▶ WRITTEN PROBLEM: Gather each line of the listing below that contains the string "interior" and copy those lines in full. Matching is case-sensitive.
────────────────────────────────────────
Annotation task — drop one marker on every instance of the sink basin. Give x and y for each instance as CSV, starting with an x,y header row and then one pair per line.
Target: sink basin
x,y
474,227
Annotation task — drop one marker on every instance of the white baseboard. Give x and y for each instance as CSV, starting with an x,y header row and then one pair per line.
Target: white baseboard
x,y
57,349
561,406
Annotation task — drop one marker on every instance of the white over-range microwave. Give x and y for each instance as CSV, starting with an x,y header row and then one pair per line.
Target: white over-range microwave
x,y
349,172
────────────────────────────────────────
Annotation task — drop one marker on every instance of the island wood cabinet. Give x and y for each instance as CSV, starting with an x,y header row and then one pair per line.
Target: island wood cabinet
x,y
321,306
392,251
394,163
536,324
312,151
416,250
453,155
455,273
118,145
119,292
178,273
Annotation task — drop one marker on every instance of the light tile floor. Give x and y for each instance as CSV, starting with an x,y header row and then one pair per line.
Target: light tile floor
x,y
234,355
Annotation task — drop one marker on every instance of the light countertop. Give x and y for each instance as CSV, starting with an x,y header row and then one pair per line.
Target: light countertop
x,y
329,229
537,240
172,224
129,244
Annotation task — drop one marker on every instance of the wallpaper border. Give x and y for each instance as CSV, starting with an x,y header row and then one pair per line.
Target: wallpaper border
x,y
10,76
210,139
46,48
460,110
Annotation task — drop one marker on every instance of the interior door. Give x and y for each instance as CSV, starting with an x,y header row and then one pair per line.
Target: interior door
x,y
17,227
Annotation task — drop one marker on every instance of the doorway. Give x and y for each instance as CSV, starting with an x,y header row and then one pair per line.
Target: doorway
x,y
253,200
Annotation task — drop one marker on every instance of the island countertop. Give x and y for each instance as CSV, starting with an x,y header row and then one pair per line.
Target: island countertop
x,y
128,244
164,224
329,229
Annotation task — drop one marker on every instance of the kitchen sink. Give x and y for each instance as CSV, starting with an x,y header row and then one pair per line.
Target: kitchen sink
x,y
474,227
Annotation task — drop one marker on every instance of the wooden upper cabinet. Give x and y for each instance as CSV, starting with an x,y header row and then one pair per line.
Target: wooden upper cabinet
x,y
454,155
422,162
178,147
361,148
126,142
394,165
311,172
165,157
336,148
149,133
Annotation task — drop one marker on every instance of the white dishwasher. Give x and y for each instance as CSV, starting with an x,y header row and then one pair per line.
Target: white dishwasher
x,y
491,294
────────────────────────────────────────
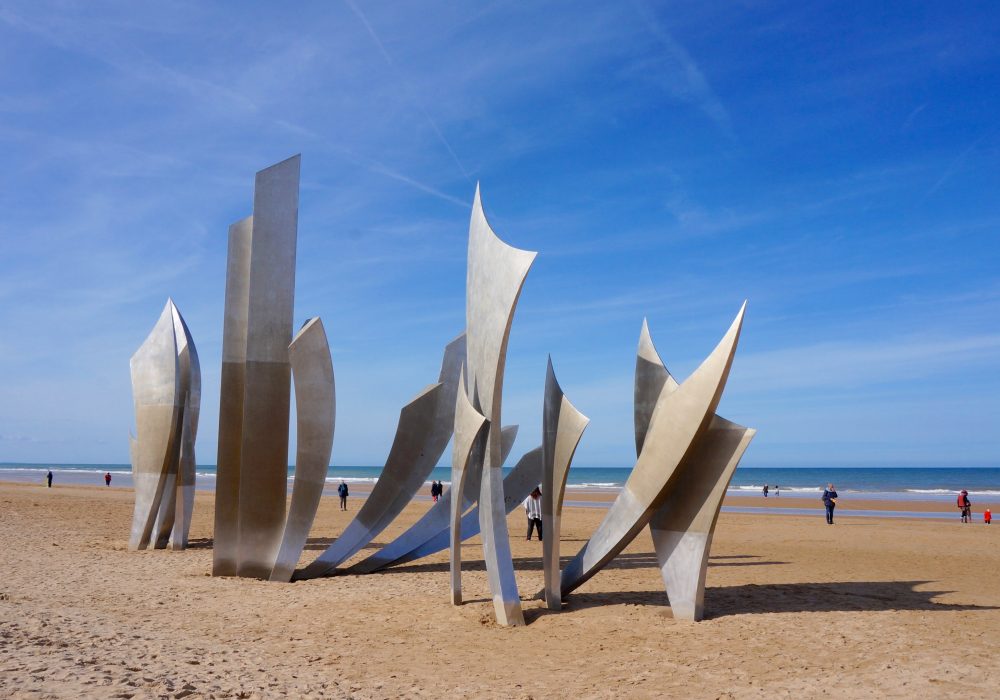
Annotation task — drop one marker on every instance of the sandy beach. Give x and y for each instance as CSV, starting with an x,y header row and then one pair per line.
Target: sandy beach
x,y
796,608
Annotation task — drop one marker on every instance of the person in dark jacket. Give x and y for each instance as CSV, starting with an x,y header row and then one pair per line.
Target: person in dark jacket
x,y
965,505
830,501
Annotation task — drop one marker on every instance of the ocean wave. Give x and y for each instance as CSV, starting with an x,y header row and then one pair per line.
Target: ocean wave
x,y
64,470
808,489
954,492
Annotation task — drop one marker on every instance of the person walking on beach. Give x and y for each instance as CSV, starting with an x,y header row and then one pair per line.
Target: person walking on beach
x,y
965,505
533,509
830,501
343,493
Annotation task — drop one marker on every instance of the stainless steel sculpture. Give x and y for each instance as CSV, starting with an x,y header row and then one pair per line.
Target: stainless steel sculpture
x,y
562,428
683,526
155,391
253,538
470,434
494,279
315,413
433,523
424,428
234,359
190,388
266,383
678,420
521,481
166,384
────────────────────────────────────────
▶ CORRECT ANSWER:
Annotation task — drop one marker on every instance of the interior door. Give x and y for each instance as CSV, starting with an x,y header row and then one pair per line.
Target: interior door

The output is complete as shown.